WORK TO BE COMPLETED: Using the entries below, output exactly the lines from the one containing "Please drop a marker on every instance of the boy with" through the final line, both included, and no others.

INFORMATION:
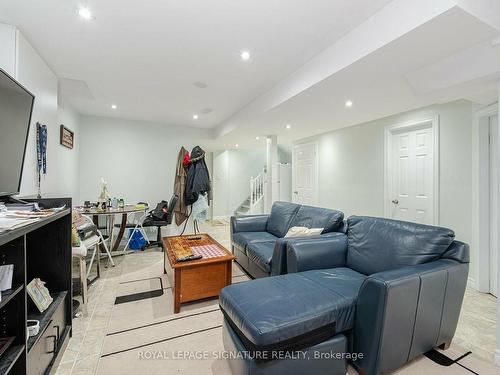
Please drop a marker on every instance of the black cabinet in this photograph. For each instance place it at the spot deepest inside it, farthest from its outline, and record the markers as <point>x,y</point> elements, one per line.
<point>42,250</point>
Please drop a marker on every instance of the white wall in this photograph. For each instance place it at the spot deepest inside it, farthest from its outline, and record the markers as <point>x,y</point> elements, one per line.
<point>137,159</point>
<point>33,73</point>
<point>351,167</point>
<point>232,172</point>
<point>68,160</point>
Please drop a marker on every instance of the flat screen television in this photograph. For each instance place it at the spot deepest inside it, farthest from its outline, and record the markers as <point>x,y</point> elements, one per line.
<point>16,106</point>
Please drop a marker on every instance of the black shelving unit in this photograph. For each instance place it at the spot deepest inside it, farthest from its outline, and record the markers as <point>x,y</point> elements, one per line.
<point>43,250</point>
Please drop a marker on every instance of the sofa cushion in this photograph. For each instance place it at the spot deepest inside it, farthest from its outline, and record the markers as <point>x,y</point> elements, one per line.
<point>282,214</point>
<point>378,244</point>
<point>276,309</point>
<point>242,239</point>
<point>316,217</point>
<point>261,253</point>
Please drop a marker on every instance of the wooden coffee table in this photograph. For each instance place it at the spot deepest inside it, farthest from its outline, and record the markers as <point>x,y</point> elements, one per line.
<point>196,279</point>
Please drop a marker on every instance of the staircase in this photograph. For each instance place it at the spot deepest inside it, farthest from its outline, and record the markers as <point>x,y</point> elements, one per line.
<point>254,203</point>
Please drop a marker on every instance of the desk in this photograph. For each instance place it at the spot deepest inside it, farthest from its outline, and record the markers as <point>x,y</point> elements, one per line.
<point>110,213</point>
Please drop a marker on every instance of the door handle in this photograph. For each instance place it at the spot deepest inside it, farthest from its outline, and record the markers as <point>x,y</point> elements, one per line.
<point>54,337</point>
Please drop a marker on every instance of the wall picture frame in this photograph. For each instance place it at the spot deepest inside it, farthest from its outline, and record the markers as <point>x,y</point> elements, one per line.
<point>67,137</point>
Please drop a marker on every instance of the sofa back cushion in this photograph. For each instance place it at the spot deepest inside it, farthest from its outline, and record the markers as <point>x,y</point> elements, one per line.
<point>377,244</point>
<point>316,217</point>
<point>282,214</point>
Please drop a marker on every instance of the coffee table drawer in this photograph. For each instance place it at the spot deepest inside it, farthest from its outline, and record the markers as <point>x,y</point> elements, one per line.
<point>203,281</point>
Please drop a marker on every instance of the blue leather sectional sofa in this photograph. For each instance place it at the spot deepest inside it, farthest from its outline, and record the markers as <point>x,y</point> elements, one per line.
<point>258,240</point>
<point>380,295</point>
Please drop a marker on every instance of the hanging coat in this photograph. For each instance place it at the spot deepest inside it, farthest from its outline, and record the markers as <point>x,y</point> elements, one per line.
<point>180,210</point>
<point>198,178</point>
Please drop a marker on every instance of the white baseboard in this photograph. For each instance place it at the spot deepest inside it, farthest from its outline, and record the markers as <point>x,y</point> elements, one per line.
<point>471,283</point>
<point>223,217</point>
<point>497,357</point>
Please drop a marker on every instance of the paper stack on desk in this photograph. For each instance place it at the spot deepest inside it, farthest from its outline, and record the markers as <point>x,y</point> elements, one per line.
<point>10,223</point>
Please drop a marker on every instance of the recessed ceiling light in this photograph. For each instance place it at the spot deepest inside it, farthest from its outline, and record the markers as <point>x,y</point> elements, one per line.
<point>85,13</point>
<point>201,85</point>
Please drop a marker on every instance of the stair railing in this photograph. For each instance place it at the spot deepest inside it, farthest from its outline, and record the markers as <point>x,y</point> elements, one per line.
<point>257,191</point>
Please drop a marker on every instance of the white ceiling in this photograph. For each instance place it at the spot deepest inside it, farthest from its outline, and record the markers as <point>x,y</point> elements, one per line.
<point>145,56</point>
<point>449,57</point>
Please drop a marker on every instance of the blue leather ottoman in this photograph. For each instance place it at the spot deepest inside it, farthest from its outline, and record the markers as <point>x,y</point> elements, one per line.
<point>327,357</point>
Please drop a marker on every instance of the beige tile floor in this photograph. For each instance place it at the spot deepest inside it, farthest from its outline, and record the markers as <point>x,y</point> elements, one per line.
<point>104,338</point>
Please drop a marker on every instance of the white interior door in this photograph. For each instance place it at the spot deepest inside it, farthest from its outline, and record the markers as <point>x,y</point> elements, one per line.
<point>305,174</point>
<point>494,178</point>
<point>412,175</point>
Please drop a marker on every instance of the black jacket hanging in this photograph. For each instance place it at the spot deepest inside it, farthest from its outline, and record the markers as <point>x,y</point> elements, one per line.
<point>198,178</point>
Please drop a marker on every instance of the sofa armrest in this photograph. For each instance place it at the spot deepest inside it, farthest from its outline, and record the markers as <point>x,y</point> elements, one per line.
<point>406,312</point>
<point>249,223</point>
<point>317,253</point>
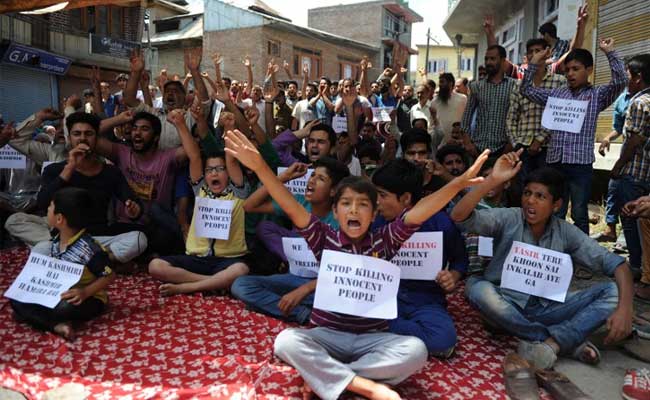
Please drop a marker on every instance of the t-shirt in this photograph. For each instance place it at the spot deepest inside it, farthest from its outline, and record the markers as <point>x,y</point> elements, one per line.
<point>328,219</point>
<point>151,179</point>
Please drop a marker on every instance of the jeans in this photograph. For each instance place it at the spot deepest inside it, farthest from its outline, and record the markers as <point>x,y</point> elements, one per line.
<point>569,323</point>
<point>578,190</point>
<point>263,293</point>
<point>627,190</point>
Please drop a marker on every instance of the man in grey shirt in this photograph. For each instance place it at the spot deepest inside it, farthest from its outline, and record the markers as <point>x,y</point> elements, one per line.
<point>546,328</point>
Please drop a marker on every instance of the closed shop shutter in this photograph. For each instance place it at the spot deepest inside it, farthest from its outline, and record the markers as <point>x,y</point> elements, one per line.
<point>628,23</point>
<point>24,91</point>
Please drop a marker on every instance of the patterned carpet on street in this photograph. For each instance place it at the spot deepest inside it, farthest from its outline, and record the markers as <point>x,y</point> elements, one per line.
<point>195,346</point>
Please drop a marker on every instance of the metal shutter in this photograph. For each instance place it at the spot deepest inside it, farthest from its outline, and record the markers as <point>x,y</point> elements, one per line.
<point>23,92</point>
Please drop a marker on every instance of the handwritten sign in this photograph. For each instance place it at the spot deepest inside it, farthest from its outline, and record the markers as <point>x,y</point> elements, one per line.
<point>10,158</point>
<point>537,271</point>
<point>339,124</point>
<point>298,185</point>
<point>564,114</point>
<point>301,259</point>
<point>357,285</point>
<point>381,114</point>
<point>485,246</point>
<point>212,218</point>
<point>420,257</point>
<point>43,279</point>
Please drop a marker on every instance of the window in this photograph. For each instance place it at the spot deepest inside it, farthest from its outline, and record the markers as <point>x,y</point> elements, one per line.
<point>273,48</point>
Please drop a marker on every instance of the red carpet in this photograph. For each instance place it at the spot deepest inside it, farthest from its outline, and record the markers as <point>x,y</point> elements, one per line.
<point>196,347</point>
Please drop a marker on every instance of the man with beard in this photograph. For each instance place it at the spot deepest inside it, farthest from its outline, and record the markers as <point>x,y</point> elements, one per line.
<point>173,96</point>
<point>450,105</point>
<point>490,99</point>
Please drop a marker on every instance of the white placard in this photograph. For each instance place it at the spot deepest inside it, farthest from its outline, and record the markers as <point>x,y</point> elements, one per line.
<point>357,285</point>
<point>212,218</point>
<point>10,158</point>
<point>564,114</point>
<point>537,271</point>
<point>339,124</point>
<point>420,257</point>
<point>43,279</point>
<point>301,259</point>
<point>298,185</point>
<point>485,246</point>
<point>381,114</point>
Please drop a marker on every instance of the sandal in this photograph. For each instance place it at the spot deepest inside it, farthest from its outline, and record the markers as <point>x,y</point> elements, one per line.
<point>520,378</point>
<point>580,353</point>
<point>559,386</point>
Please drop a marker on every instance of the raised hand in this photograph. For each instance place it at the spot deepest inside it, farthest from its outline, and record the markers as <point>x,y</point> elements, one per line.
<point>606,45</point>
<point>137,60</point>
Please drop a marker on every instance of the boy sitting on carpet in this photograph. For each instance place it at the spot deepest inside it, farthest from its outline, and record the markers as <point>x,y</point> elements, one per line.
<point>422,309</point>
<point>69,212</point>
<point>289,296</point>
<point>546,327</point>
<point>210,264</point>
<point>346,352</point>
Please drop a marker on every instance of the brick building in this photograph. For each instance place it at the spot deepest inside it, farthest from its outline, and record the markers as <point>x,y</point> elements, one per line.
<point>384,24</point>
<point>236,32</point>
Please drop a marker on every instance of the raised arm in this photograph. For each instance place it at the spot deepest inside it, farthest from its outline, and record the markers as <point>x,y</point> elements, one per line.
<point>240,147</point>
<point>434,202</point>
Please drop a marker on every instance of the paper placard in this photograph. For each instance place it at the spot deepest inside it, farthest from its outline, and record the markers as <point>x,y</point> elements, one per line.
<point>301,259</point>
<point>564,114</point>
<point>485,246</point>
<point>10,158</point>
<point>43,279</point>
<point>298,185</point>
<point>381,114</point>
<point>339,124</point>
<point>420,257</point>
<point>537,271</point>
<point>357,285</point>
<point>212,218</point>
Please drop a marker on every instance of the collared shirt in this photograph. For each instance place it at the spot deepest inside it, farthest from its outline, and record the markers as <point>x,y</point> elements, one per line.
<point>620,110</point>
<point>637,122</point>
<point>525,117</point>
<point>383,242</point>
<point>491,103</point>
<point>506,225</point>
<point>577,148</point>
<point>83,249</point>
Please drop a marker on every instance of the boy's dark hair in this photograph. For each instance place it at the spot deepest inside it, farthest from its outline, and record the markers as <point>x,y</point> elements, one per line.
<point>153,120</point>
<point>413,136</point>
<point>331,135</point>
<point>582,56</point>
<point>553,179</point>
<point>500,49</point>
<point>76,205</point>
<point>448,149</point>
<point>359,185</point>
<point>536,42</point>
<point>399,177</point>
<point>549,28</point>
<point>82,117</point>
<point>640,64</point>
<point>336,170</point>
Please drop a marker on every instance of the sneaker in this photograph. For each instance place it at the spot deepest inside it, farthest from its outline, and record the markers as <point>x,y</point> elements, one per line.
<point>636,384</point>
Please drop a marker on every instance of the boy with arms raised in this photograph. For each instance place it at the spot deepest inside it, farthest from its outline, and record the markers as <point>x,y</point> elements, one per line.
<point>321,354</point>
<point>289,296</point>
<point>546,328</point>
<point>422,310</point>
<point>210,264</point>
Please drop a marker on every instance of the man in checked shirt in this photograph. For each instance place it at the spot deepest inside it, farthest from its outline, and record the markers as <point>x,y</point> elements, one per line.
<point>573,153</point>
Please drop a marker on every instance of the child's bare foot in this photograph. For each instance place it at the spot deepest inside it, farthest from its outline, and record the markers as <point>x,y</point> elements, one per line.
<point>170,289</point>
<point>307,392</point>
<point>64,329</point>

REPLY:
Please drop a marker on every instance of the boy with arms raised in this photograph. For each instance place it at the spot deepest inside it, farthest from its outline, and record the markers as <point>x,y</point> elements, one per line.
<point>321,354</point>
<point>289,296</point>
<point>546,328</point>
<point>422,310</point>
<point>210,264</point>
Please drop a marker on every instance of the man in checked shirt in this photograph. For each instance place it at the spot deepest inside it, farthest from its outline, and record the markers as <point>x,y</point> elements, one per line.
<point>573,153</point>
Please drop a marker on every instance of the child's bare foot in this photograph. For each instance place it at the spot deepest inside it, farthest from its outline, and record the markers as <point>x,y</point> elements, one per line.
<point>170,289</point>
<point>307,392</point>
<point>64,329</point>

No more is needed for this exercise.